### Stored data entries
'''

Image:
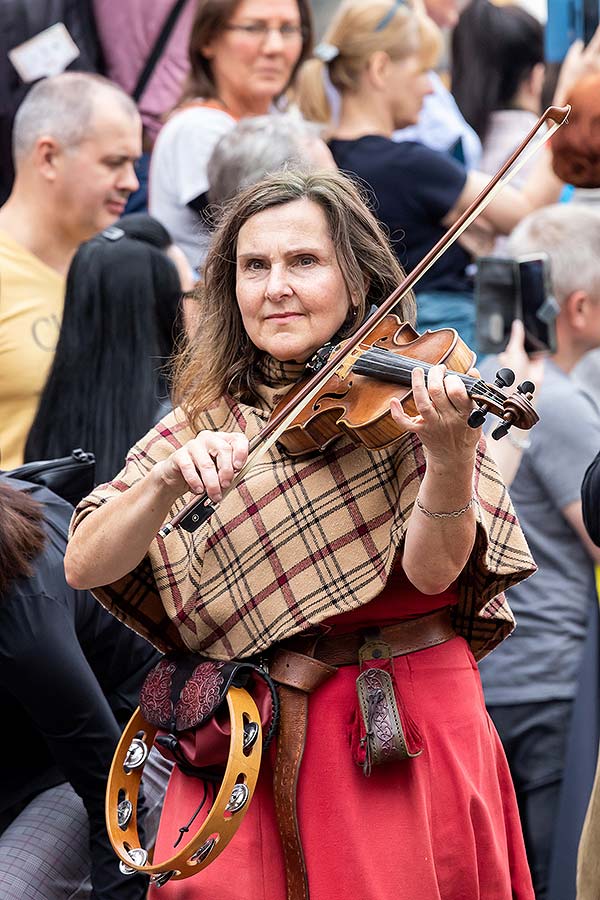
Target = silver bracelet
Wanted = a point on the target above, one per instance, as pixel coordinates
(451, 515)
(519, 443)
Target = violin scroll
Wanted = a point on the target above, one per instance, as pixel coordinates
(517, 408)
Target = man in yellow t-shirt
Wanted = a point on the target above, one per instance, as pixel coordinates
(75, 140)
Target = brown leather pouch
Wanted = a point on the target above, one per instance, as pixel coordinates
(383, 731)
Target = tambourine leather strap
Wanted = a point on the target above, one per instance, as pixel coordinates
(223, 820)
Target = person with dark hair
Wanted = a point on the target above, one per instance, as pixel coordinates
(243, 56)
(69, 679)
(497, 65)
(497, 77)
(377, 54)
(122, 320)
(409, 545)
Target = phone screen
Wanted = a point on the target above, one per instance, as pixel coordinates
(496, 291)
(591, 10)
(538, 306)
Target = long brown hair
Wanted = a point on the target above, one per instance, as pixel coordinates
(356, 33)
(220, 357)
(22, 534)
(211, 18)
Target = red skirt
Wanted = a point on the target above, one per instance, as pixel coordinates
(441, 826)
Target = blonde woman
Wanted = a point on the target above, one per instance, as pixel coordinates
(377, 54)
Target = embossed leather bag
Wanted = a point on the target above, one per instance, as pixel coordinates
(382, 730)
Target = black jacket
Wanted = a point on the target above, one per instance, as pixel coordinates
(70, 676)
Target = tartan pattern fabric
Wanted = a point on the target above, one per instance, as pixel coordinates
(298, 541)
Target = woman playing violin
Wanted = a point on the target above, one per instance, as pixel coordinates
(400, 555)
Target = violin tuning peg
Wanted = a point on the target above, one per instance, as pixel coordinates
(526, 387)
(500, 431)
(476, 418)
(505, 377)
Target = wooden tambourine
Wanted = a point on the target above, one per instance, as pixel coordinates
(225, 816)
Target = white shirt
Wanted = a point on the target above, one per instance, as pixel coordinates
(178, 175)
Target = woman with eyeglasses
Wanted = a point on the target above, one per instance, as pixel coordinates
(376, 54)
(243, 56)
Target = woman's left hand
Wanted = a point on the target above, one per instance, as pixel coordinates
(443, 407)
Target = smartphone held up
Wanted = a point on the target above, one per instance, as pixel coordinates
(515, 288)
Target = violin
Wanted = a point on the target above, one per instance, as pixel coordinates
(355, 400)
(378, 358)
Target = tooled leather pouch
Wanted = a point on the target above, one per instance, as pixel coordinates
(184, 697)
(383, 732)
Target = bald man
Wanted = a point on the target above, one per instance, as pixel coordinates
(75, 140)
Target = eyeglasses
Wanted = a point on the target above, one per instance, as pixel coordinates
(259, 31)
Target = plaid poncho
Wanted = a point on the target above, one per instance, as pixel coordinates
(298, 541)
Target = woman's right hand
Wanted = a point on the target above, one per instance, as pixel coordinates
(580, 61)
(208, 463)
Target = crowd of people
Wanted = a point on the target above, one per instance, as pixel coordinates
(206, 199)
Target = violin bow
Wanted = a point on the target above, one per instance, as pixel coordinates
(201, 508)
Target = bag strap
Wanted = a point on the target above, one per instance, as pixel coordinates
(159, 46)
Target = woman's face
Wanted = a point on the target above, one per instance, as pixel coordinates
(253, 57)
(408, 85)
(290, 288)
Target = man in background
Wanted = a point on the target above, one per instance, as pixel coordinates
(531, 681)
(75, 140)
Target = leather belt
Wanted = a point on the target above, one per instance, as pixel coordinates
(300, 667)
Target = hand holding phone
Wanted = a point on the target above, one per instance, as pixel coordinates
(509, 289)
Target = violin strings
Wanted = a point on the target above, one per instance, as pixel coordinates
(377, 361)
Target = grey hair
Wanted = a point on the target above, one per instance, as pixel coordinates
(570, 234)
(256, 147)
(63, 107)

'''

### WHAT NEEDS TO BE DONE
You need to restate all of the entries above exactly and leave the pictures behind.

### ANSWER FOR THIS EXERCISE
Image:
Target = silver bracelet
Wanted = a point on the target above, one per instance, as pixel coordinates
(451, 515)
(519, 443)
Target = violin scroll
Wanted = a point on the target above, one per instance, as pixel coordinates
(517, 408)
Target = man in yellow t-shirt
Wanted = a point on the target above, one per instance, as pixel coordinates
(75, 140)
Target = brown leather pouch
Wanted = a point on the target above, one per instance, as pixel coordinates
(383, 731)
Target = tambourine leather strap
Wanted = a point on the target above, one per instance, as pixel coordinates
(223, 820)
Target = person with dark hair
Wanted = a point on the target above, one per instance, as pixel coordinates
(243, 56)
(69, 679)
(497, 65)
(497, 77)
(377, 54)
(122, 320)
(409, 545)
Target = phone screen
Wanted = a point on the target above, one per instance, as pixel coordinates
(496, 291)
(591, 10)
(538, 306)
Target = long brown hair
Wanted = a point on the target above, one per instance, as pixel coordinates
(356, 33)
(220, 357)
(22, 534)
(211, 18)
Target = red skirt
Wanted = a point on the target above, one per instance, as pixel coordinates
(441, 826)
Target = blonde woman
Wanted = a point on the target above, one per instance, as pixel coordinates
(377, 54)
Target = embossed leather bag
Wanted = a point on the target above, one per instance, as pixel coordinates
(382, 730)
Target = black jacket
Wanted = a point on the target above, one per instance, as pixel coordinates
(70, 676)
Target = tartan pattern fabric
Wanted = a point on the target above, one per instance, as pixel coordinates
(298, 541)
Target = woman playing violin
Wanted = a point on the target above, one per instance, as pixel coordinates
(400, 555)
Target = violin tuning peg
Wanted = a point on the target above, one per instance, as pixel coordinates
(526, 387)
(500, 431)
(476, 418)
(505, 377)
Target = wooden tambourine
Wanted = a point on the target above, one per instance, as pixel coordinates
(225, 816)
Target = white shirt
Wanted = a point on the target above, one per instance, as pixel coordinates
(178, 175)
Target = woman with eyeglasses
Wanted = a point on the target above, one per instance, as pixel coordinates
(376, 54)
(243, 56)
Target = woman's left hand
Wanted = a point on the target above, one per instance, as pixel coordinates
(443, 407)
Target = smartphone held up
Wanted = a point on the target above, one per instance, as pixel coordinates
(515, 288)
Target = violin
Wanted = a point on the target above, one per instance, as pixel coordinates
(355, 400)
(378, 358)
Target = tooled leather pouch
Wanted = a point on the target above, one per instance, as pixel coordinates
(184, 697)
(383, 732)
Target = bald man
Wanted = a point on the target above, one per instance, as pixel coordinates
(75, 140)
Target = eyeglasses
Wanted = a point on the target above, one per instance, as pixel coordinates
(259, 31)
Target = plaid poncho
Wanted = a point on the target above, one per instance, as pixel coordinates
(298, 541)
Target = woman's right hand
Wanted = a point on the target above, one per instance, as pixel coordinates
(580, 61)
(208, 463)
Target = crowd of people
Wanted = a point on the target above, one per instance, as pixel coordinates
(206, 199)
Target = violin bow
Wanted = a point on the target above, one per instance, as pixel coordinates
(201, 508)
Target = bag strap
Wanted = a point on the target above, one per instance, as pixel coordinates
(159, 46)
Target = woman's face
Wanted = a point on the target above, one per instance, as pixel coordinates
(253, 57)
(408, 85)
(290, 288)
Target = man in background
Wanted = a point on the target above, one per instance, as pixel coordinates
(531, 681)
(75, 140)
Target = leather belt
Wanted = a point on the target above, one per instance, as pixel coordinates
(300, 667)
Target = hand holding phone
Wanted = a point on the target above, one per instance, as pixel coordinates
(509, 289)
Target = violin strings
Wanted = a point on the target above, one per instance, as pixel coordinates
(377, 361)
Target = grey hair
Wanted = a point on the target above, one per instance, as pixel coordinates
(570, 234)
(256, 147)
(63, 107)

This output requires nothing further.